In the JVM garbage collection post below, translate this sentence into Spanish: "The GC log records the execution time and result of each GC."

→ Page excerpt
━━━━━━━━━━

LEO Qin

Posted on Apr 6, 2023

Troubleshooting a JVM GC Long Pause

#jvm #java #springcloud

Initially, there was an abnormality in garbage collection of a certain application online, and some instances in the application experienced particularly long Full GC time, lasting about 15-30 seconds. On average, it occurred once every two weeks.

JVM parameter configuration:

-Xms2048M –Xmx2048M –Xmn1024M –XX:MaxPermSize=512M

Analyze GC logs. The GC log records the execution time and result of each GC. By analyzing the GC logs, you can optimize heap and GC settings, or improve the object allocation pattern of the application.

In this case, the reason for Full GC is Ergonomics, because UseAdaptiveSizePolicy is enabled, and the JVM is adapting and adjusting itself, causing Full GC.

This log mainly reflects the changes before and after GC, but it is currently not clear what is causing the issue.

━━━━━━━━━━

Items from a data source
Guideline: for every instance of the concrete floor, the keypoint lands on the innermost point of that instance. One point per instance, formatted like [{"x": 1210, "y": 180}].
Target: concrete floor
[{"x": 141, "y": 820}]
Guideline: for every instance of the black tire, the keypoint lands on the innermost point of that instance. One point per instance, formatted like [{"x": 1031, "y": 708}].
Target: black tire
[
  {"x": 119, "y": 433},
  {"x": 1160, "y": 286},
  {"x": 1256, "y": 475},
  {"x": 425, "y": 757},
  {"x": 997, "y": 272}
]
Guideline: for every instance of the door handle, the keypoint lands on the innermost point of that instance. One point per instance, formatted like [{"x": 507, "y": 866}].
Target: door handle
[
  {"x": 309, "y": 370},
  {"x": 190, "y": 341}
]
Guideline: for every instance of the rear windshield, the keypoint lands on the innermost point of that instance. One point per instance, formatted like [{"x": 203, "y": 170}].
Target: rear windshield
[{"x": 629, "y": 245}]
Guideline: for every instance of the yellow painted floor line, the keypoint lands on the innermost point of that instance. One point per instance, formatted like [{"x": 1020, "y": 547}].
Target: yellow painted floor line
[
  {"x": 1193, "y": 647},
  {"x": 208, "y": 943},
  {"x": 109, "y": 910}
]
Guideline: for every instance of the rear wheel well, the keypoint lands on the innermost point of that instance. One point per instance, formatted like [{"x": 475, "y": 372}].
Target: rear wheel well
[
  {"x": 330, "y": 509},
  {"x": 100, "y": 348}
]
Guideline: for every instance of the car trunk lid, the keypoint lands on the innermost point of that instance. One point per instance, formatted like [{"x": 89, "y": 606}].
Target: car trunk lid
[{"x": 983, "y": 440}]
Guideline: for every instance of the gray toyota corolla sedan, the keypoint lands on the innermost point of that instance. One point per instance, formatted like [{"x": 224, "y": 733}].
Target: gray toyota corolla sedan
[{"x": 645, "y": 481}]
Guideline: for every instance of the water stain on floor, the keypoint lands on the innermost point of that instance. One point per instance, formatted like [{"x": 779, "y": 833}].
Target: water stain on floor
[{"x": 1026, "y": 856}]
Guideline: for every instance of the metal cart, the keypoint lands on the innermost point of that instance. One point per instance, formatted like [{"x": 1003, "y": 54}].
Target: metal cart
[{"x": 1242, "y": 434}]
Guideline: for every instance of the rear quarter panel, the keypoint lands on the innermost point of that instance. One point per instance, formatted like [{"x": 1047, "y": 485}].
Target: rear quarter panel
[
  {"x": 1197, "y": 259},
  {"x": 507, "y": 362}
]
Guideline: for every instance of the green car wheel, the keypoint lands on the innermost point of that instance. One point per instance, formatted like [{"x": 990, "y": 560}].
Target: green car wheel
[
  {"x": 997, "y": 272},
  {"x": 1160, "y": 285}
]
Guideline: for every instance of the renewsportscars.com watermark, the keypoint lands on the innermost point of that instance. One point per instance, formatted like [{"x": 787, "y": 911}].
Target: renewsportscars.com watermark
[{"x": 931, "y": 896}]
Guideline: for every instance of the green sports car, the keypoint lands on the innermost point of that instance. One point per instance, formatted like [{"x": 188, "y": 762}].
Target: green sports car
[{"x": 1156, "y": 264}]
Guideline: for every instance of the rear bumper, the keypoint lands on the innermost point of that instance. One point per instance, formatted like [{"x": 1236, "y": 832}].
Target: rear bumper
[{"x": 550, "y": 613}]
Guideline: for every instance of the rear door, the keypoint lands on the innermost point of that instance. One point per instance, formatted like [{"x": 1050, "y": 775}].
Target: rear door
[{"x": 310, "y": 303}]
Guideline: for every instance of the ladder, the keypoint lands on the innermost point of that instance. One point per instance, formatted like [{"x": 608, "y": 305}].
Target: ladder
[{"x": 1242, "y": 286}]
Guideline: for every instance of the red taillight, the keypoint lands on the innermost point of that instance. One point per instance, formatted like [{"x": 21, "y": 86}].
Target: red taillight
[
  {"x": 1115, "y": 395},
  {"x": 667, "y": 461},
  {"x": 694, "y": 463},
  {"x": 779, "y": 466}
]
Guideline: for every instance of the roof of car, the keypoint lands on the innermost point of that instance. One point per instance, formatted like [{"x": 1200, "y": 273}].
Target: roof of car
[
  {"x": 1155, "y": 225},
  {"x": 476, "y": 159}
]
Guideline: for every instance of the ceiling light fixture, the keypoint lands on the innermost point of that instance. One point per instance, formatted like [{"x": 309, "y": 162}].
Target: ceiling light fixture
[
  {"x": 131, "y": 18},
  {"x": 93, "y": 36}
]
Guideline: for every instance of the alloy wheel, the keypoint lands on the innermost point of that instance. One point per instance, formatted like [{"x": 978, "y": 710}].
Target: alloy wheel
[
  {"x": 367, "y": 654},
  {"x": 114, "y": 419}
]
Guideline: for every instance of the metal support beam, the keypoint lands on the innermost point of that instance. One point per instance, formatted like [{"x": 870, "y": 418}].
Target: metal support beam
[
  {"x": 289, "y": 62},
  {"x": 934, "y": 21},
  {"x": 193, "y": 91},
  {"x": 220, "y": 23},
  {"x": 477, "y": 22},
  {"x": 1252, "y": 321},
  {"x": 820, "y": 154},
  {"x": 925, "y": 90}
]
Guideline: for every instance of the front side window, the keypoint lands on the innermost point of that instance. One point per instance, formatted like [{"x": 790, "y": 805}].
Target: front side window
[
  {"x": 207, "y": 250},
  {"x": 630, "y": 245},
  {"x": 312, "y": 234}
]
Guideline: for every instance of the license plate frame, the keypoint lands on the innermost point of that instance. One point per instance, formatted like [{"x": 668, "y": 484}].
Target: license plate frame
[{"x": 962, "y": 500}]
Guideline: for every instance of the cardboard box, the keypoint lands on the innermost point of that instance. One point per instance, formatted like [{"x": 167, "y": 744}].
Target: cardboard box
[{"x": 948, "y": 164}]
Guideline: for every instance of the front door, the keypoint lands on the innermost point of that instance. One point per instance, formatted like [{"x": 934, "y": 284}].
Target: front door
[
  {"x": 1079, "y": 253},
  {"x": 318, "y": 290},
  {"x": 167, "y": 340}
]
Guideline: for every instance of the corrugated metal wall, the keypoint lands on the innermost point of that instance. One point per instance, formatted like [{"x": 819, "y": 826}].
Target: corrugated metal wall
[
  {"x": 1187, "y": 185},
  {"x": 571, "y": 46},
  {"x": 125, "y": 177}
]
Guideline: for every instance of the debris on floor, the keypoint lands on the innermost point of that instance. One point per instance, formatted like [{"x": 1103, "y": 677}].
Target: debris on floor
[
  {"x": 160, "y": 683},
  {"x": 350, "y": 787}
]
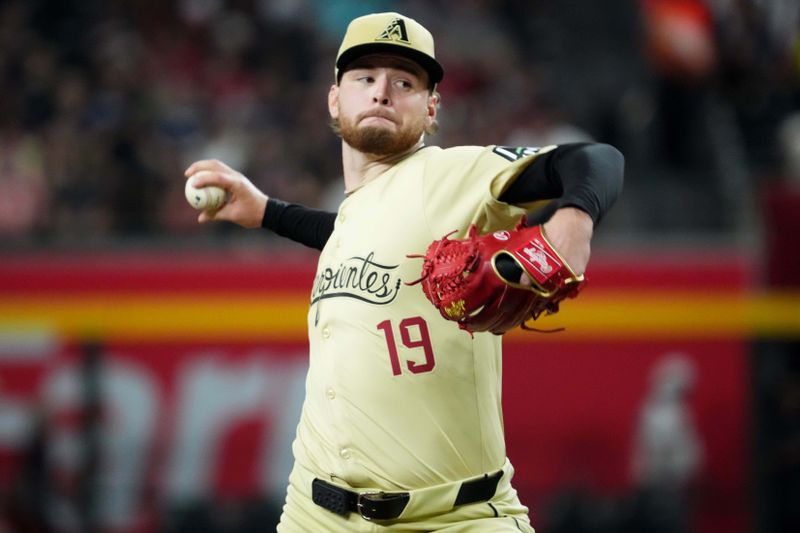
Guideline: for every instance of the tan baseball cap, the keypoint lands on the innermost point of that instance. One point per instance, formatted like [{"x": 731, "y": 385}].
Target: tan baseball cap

━━━━━━━━━━

→ Answer to this task
El registro de GC anota el tiempo de ejecución y el resultado de cada GC.